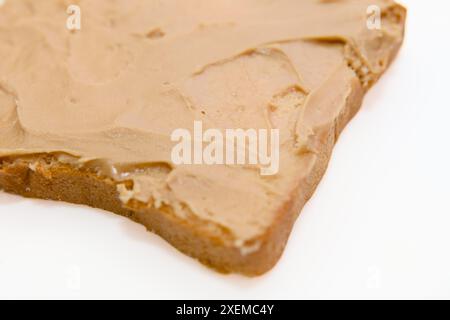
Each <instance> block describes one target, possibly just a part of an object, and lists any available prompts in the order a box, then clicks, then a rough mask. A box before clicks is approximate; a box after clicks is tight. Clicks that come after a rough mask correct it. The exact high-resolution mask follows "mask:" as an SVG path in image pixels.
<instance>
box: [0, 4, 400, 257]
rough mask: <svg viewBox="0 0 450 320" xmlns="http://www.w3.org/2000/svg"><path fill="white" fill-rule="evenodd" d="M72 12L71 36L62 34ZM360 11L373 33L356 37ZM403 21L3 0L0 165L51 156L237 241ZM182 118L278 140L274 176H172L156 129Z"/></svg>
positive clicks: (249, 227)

+++

*Instructions for the task*. Return the whole listing word for word. Pictures stay out of it.

*Your solution*.
Each <instance> block describes one target, possibly just a part of an object, and lists any available prompts in the order a box, then clicks, then a rough mask. A box before clicks is approximate; a box after clicks is tight. Clicks that come after a rough mask correct it. The exact high-resolution mask follows "mask:" as an SVG path in image pixels.
<instance>
box: [0, 4, 400, 257]
rough mask: <svg viewBox="0 0 450 320" xmlns="http://www.w3.org/2000/svg"><path fill="white" fill-rule="evenodd" d="M72 12L71 36L62 34ZM360 11L373 33L356 37ZM403 21L3 0L0 165L51 156L237 241ZM182 118L278 140L274 176H172L156 129Z"/></svg>
positive clicks: (249, 227)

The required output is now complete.